__Exercise details__.
Each line below should be written out again without any change.
Segment Start: Provided material
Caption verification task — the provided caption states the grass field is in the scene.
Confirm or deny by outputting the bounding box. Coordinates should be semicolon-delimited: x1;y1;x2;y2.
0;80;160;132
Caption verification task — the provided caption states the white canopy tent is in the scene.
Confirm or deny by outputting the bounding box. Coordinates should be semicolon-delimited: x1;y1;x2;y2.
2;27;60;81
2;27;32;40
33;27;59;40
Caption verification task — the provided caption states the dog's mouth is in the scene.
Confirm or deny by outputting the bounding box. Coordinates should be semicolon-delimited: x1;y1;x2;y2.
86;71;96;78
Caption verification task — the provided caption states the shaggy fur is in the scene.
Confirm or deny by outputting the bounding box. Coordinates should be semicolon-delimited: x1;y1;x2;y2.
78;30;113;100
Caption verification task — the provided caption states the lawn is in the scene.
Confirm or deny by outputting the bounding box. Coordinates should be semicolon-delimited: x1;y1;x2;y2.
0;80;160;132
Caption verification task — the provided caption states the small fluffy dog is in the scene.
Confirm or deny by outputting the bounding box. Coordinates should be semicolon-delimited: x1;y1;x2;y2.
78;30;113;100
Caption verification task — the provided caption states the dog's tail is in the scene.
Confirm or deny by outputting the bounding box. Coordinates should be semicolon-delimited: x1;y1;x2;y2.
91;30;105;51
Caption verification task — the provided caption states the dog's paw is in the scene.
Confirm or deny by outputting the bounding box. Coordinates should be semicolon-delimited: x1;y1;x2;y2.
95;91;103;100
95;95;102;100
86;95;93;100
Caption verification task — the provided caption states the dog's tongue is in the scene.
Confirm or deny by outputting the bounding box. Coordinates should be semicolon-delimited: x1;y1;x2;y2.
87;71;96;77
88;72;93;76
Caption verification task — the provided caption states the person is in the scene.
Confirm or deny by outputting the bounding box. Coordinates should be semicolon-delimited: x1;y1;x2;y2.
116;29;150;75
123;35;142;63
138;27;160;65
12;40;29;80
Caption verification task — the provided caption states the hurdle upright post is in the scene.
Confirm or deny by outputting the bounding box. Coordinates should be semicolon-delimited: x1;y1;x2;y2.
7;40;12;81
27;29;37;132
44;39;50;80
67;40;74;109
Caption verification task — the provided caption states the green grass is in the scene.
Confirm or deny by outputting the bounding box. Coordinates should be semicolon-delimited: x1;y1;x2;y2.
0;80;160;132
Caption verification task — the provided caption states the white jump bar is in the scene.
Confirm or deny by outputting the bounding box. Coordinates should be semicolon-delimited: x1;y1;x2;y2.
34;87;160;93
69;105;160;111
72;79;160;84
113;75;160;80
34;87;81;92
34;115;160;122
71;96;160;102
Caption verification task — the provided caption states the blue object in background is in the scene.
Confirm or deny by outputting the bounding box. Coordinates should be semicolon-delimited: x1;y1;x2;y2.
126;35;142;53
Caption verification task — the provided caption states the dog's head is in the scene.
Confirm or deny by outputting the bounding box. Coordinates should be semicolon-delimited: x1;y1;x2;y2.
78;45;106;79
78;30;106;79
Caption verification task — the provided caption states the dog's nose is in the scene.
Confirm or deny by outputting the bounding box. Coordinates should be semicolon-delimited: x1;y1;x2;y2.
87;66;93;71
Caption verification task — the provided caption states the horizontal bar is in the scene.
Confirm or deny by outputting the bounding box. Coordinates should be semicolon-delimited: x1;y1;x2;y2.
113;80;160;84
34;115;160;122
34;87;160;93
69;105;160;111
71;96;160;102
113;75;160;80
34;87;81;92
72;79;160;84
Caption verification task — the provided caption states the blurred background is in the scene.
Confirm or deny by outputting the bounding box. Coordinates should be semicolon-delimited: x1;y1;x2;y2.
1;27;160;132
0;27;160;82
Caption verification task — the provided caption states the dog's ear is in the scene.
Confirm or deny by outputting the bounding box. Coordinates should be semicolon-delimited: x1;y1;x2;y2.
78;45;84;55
Segment End: Provided material
__Exercise solution__.
Caption verification task — the provided caption states the grass field is in the scene.
Confirm or deny by outputting the bounding box. Coordinates should be semicolon-delimited: x1;y1;x2;y2.
0;80;160;132
Caption verification task — the provided caption states the white canopy tent is in the scene.
Confirm or deny by outputting the bounding box. Coordinates should be semicolon-delimited: x1;y1;x2;y2.
2;27;60;81
2;27;32;40
33;27;59;40
Caption verification task — the provided caption states the dog's mouth is in the scene.
Confirm or deny by outputting the bounding box. Coordinates should be semicolon-delimited: x1;y1;x2;y2.
86;71;96;78
Caption verification task — the provided caption states the shaggy fur is in the scene.
Confirm or deny by outputting the bounding box. Coordinates should be semicolon-delimited: x1;y1;x2;y2.
78;30;113;100
Caption verification task — the provided caption states the lawn is in the scene.
Confirm or deny by outputting the bounding box. Coordinates should be semicolon-delimited: x1;y1;x2;y2.
0;80;160;132
Caption verification task — the provided caption states the small fluffy dog is in the scene.
Confirm or deny by outputting the bounding box. Coordinates should be semicolon-delimited: x1;y1;x2;y2.
78;30;113;100
Caption verification task — the provided caption states the dog's tail is in the scene.
Confirm or deny by outputting the bounding box. Coordinates should be semicolon-delimited: x1;y1;x2;y2.
91;30;105;51
Caption verification task — the provided caption states the dog's paw is in the scene.
Confirm or deny by outputting the bounding box. Coordinates should be semicolon-delimited: x1;y1;x2;y2.
95;91;103;100
95;95;102;100
86;95;93;100
Caption verification task — the provided caption states the dog's tongue is in the scene.
Confirm or deny by outputting the bounding box. Coordinates should be semicolon-delimited: x1;y1;x2;y2.
87;71;96;77
88;72;93;76
Caption verification task — the provided caption states the person is in the scene.
Confirm or deny by outputting the bounding box. Coordinates should be semicolon-delimited: x1;y1;x2;y2.
116;29;150;75
123;35;142;63
138;27;160;65
12;40;29;80
Caption verification task — the provided caption states the hurdle upright post is in the scene.
Confirm or deny by outputting the bounding box. Coordinates should be semicolon-delimited: x1;y1;x2;y2.
7;40;12;81
27;29;37;132
44;39;50;80
67;40;74;109
Caption verification task — the provided caption states the green grass is in the scene.
Confirm or deny by outputting the bounding box. Coordinates should be semicolon-delimited: x1;y1;x2;y2.
0;80;160;132
Caption verification task — the provided caption states the white jump bar is in the scene.
Confirm or deny by outputting the bounding box. Coordinates should be semicolon-delimited: x1;y1;x2;y2.
34;87;160;93
69;105;160;111
72;79;160;84
113;75;160;80
34;87;81;92
34;115;160;122
71;96;160;102
Caption verification task — the provided caption states the blue object in background is in the scene.
Confirm or deny by outputting the bounding box. Coordinates should be semicolon-delimited: x1;y1;x2;y2.
126;35;142;53
Caption verification task — the provided caption states the dog's head is in the scene.
Confirm or deny by outputting the bounding box. Coordinates should be semicolon-delimited: x1;y1;x2;y2.
78;45;106;79
78;30;106;79
Caption verification task — the provided caption states the dog's nose is in the scene.
Confirm or deny by outputting the bounding box. Coordinates should be semicolon-delimited: x1;y1;x2;y2.
87;66;93;71
Caption verification task — the provided caption states the horizontal bar is in the scene.
Confirm or deny by outputting the bounding box. Coordinates should be semicolon-delimited: x1;y1;x2;y2.
113;80;160;84
34;115;160;122
34;87;160;93
69;105;160;111
71;96;160;102
113;75;160;80
34;87;81;92
72;79;160;84
Caption verification task — the provided caption states the blurred background is in the scene.
Confirm or deny by outputting the bounding box. Coordinates should be semicolon-delimited: x1;y1;x2;y2.
1;27;160;132
0;27;160;82
Caption verification task — the provided caption states the dog's ear is in the scene.
Confirm or deny by outputting the bounding box. Coordinates should be semicolon-delimited: x1;y1;x2;y2.
78;45;84;55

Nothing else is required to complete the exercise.